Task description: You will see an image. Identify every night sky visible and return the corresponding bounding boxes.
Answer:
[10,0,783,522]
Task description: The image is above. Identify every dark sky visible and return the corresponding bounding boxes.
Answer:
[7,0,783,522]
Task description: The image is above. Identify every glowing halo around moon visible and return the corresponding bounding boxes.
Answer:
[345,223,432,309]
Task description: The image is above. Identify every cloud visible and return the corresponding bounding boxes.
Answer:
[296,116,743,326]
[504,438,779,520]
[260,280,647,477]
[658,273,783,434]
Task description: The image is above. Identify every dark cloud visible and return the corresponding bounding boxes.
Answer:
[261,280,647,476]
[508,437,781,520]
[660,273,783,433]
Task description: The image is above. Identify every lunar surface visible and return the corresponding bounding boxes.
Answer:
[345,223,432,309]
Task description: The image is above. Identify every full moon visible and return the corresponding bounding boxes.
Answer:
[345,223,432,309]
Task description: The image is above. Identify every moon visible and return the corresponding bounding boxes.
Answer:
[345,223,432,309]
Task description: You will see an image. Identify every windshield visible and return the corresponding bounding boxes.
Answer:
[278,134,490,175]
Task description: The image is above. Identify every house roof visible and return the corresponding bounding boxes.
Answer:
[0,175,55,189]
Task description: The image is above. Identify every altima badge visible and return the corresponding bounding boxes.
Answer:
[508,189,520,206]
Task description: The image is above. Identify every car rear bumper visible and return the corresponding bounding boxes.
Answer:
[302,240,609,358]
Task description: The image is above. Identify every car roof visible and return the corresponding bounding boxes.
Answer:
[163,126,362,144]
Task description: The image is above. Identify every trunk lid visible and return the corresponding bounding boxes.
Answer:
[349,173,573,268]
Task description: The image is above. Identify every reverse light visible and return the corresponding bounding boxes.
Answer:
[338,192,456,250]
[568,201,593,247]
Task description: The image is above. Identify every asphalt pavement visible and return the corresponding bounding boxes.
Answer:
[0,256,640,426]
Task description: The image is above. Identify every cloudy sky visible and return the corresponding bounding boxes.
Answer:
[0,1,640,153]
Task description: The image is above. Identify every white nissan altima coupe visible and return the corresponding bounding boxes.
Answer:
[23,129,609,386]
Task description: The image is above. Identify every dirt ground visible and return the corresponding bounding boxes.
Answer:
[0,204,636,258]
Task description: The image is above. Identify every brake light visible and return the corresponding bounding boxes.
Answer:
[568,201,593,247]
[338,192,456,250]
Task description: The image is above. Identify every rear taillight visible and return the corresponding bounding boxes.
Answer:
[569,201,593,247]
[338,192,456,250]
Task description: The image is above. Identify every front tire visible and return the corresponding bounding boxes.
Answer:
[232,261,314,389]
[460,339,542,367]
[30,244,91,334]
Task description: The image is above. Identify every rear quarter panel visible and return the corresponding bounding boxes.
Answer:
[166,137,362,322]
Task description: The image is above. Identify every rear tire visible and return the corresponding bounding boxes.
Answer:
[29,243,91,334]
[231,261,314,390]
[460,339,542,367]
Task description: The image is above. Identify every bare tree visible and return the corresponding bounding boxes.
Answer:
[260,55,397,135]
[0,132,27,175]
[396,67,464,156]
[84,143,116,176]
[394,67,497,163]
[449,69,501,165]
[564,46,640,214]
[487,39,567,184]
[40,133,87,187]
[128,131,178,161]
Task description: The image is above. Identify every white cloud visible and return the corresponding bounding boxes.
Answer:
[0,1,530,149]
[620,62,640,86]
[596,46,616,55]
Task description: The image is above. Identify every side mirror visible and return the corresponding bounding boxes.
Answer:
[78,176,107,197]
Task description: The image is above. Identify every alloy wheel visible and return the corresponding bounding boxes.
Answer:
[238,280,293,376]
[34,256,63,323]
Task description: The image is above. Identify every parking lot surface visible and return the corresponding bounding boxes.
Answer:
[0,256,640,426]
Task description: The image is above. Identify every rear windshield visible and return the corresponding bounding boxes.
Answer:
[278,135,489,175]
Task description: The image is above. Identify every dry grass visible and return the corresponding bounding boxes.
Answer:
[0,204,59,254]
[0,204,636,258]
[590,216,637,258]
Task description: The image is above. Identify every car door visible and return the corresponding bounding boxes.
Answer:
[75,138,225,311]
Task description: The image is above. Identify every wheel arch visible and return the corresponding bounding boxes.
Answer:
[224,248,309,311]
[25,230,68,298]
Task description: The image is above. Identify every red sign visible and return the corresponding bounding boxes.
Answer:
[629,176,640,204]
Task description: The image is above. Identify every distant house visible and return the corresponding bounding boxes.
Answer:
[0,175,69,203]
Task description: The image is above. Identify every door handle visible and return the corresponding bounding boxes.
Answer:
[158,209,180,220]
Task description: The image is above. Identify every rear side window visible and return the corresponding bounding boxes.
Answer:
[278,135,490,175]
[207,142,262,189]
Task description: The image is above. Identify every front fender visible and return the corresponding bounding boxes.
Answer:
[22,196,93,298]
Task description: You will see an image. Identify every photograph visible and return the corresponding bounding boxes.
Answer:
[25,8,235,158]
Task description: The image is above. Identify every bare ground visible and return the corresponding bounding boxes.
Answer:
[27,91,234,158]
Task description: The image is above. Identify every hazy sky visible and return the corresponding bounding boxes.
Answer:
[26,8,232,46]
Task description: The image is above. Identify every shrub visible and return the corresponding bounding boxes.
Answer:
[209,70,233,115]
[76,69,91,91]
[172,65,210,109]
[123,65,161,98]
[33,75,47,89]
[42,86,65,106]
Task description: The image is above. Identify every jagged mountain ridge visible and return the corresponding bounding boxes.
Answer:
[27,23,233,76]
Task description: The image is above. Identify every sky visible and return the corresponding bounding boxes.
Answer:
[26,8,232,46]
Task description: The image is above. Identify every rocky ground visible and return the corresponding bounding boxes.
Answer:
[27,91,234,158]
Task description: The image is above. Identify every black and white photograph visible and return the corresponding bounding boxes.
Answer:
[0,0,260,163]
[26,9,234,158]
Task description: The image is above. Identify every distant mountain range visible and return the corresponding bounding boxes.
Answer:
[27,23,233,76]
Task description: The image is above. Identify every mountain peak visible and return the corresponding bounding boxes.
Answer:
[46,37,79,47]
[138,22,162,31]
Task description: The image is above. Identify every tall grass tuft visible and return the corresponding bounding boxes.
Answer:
---
> Task objective:
Rewrite all of the data above as a numbered list, one line per number, with any blank lines left out.

> Worked answer:
1. Task description: You will see an image. Identify every night sky visible and return the corresponding bounding boxes.
2. Answer:
3. [10,0,783,522]
4. Task description: The image is above. Identify every dark sky visible and return the corresponding bounding boxes.
5. Answer:
6. [7,0,783,522]
7. Task description: The image is above. Identify every glowing halo around moon visible and return the corresponding bounding boxes.
8. Answer:
9. [345,223,432,309]
10. Task description: The image is above. Identify every cloud visible and return the corresponding bounding boxes.
11. Answer:
12. [296,116,743,326]
13. [504,438,779,520]
14. [260,280,647,477]
15. [658,273,783,434]
16. Task description: The image is above. Identify every dark cloud visible and return the corresponding bounding boxes.
17. Answer:
18. [261,280,647,476]
19. [508,437,781,520]
20. [660,273,783,433]
21. Task description: The image is above. Identify every lunar surface visible and return the corresponding bounding boxes.
22. Answer:
23. [345,223,432,309]
24. Task description: The image is above. Identify every full moon visible and return the corresponding bounding boxes.
25. Answer:
26. [345,223,432,309]
27. Task description: The image is above. Identify every moon visible and return the corresponding bounding boxes.
28. Answer:
29. [345,223,432,309]
30. Task description: You will see an image. Identify every windshield visible and return the corresponding bounding boxes.
31. Answer:
32. [278,134,490,175]
33. Task description: The image is above. Identify every house roof visible and return the corresponding bounding boxes.
34. Answer:
35. [0,175,55,189]
36. Task description: The image is above. Identify every altima badge visible and return the corresponding bounding boxes.
37. Answer:
38. [508,189,520,206]
39. Task description: The image is above. Identify every car rear bumper visible and return the corresponding bounding boxes.
40. Answer:
41. [302,240,609,358]
42. Task description: The image is above. Identify every car roof visible and return the corresponding bounding boxes.
43. Answer:
44. [163,126,362,144]
45. Task description: The image is above. Identify every trunk lid visible and return the corresponding bounding boxes.
46. Answer:
47. [349,173,573,268]
48. Task description: The image is above. Identify every reverse light visible and return the corresponding bounding boxes.
49. Answer:
50. [338,192,456,250]
51. [568,201,593,247]
52. Task description: The image is above. Identify every asphalt pavement visible and return the corresponding bounding boxes.
53. Answer:
54. [0,256,640,426]
55. Task description: The image is above. Identify every cloudy sky visible and return the corresponding bounding boxes.
56. Answer:
57. [0,1,640,153]
58. Task description: The image is above. Identify every white nissan altima coupe visible and return the corresponding bounding boxes.
59. Answer:
60. [23,129,609,386]
61. Task description: The image is above. Identify every dirt ground visible and return the corresponding bounding boxes.
62. Answer:
63. [0,204,636,258]
64. Task description: The image is above. Identify every brake light visible and return the corresponding bounding boxes.
65. Answer:
66. [568,201,593,247]
67. [338,192,456,250]
68. Task description: The image is above. Identify every rear taillight visible and return the corresponding bounding boxes.
69. Answer:
70. [569,201,593,247]
71. [338,192,456,250]
72. Task description: The image is above. Identify every front tire visible and return the corresponding bounding boxes.
73. Answer:
74. [232,261,314,389]
75. [460,339,542,367]
76. [30,244,91,334]
77. Task description: The image is above. Identify every rear quarter panel visible and return the corresponding bounding boxes.
78. Answer:
79. [166,137,362,322]
80. Task description: The image is above. Identify every rear tire visible and return the corresponding bounding boxes.
81. Answer:
82. [29,243,91,334]
83. [231,261,314,390]
84. [460,339,542,367]
85. Task description: The image is above. Identify every bare tree visible and return the corresponding bounding boxes.
86. Answer:
87. [260,55,397,135]
88. [0,132,27,175]
89. [396,67,464,156]
90. [84,143,116,176]
91. [394,67,497,163]
92. [449,69,501,165]
93. [564,46,640,214]
94. [487,39,567,184]
95. [40,133,87,187]
96. [128,131,178,161]
97. Task description: The image is above. Identify every white cloud visible and return the corresponding bounding boxes.
98. Answer:
99. [0,1,530,149]
100. [620,62,640,86]
101. [596,46,616,55]
102. Task description: The image is above. Identify every side mirror visible and return the corresponding bounding boxes.
103. Answer:
104. [78,176,107,197]
105. Task description: The image is above. Identify every alloy wheel visible and return the corresponding bounding boxes.
106. Answer:
107. [238,280,293,376]
108. [34,256,63,323]
109. Task description: The image is above. Identify every parking lot surface visible and return the corresponding bounding boxes.
110. Answer:
111. [0,256,640,426]
112. Task description: The image is above. Identify every rear windshield visible and return the corresponding bounding boxes.
113. Answer:
114. [278,135,489,175]
115. Task description: The image is above. Identify every dry grass visible and return the corresponding bounding boxes.
116. Answer:
117. [0,204,59,254]
118. [0,204,636,258]
119. [590,216,637,258]
120. Task description: The image is above. Identify every car door visible and return the corresponding bounding boxes.
121. Answer:
122. [75,138,225,311]
123. Task description: The image is above. Identify every wheel arch visible and return the corresponding bounding boxes.
124. Answer:
125. [224,248,309,311]
126. [25,230,68,298]
127. Task description: The image is above. Identify every red sign visible and return the corresponding bounding boxes.
128. Answer:
129. [629,176,640,204]
130. Task description: The image is above. Identify every distant house visible and return the corresponding bounding boxes.
131. Answer:
132. [0,175,69,203]
133. Task description: The image is above. Identify every door handle visible and return the corresponding bounding boxes.
134. Answer:
135. [158,209,180,220]
136. Task description: The image is above. Identify every rear side window visible and return the corresponding bounding boxes.
137. Answer:
138. [278,135,490,175]
139. [207,142,262,189]
140. Task description: The image is above. Identify every front fender visible and return the corresponding bounding boxes.
141. Answer:
142. [22,196,93,298]
143. Task description: You will see an image. Identify every photograph visible and return the corresponding bounding boxes.
144. Answer:
145. [25,8,235,158]
146. Task description: The image is above. Identify every bare ground visible and return the corresponding bounding boxes.
147. Answer:
148. [27,91,234,158]
149. Task description: The image is above. Identify every hazy sky visible and return the corresponding bounding boxes.
150. Answer:
151. [26,8,232,46]
152. Task description: The image is above. Identify every shrub visible and return the corresponding bounding boxes.
153. Answer:
154. [209,70,233,115]
155. [76,69,91,91]
156. [172,65,210,109]
157. [123,65,161,98]
158. [33,75,47,89]
159. [42,86,65,106]
160. Task description: The image is above. Identify every jagged mountain ridge visible and return the corresponding bounding boxes.
161. Answer:
162. [27,23,233,76]
163. Task description: The image is above. Identify every sky visible and return the corresponding bounding boxes.
164. Answer:
165. [26,8,232,46]
166. Task description: The image is above. Identify every rocky ground visible and return the corresponding bounding boxes.
167. Answer:
168. [27,91,234,158]
169. Task description: The image is above. Identify every black and white photograph visible and return the corresponding bounding boxes.
170. Answer:
171. [0,0,260,163]
172. [26,9,234,158]
173. Task description: The image is above. Identify every distant mountain range visible and return the corresponding bounding boxes.
174. Answer:
175. [27,23,233,76]
176. Task description: The image is above. Identify every mountain peak visible and return the corresponding bounding boxes.
177. Answer:
178. [46,37,79,47]
179. [138,22,162,31]
180. Task description: The image is above. Identify every tall grass tuft visible and return the corresponding bounding boxes.
181. Answer:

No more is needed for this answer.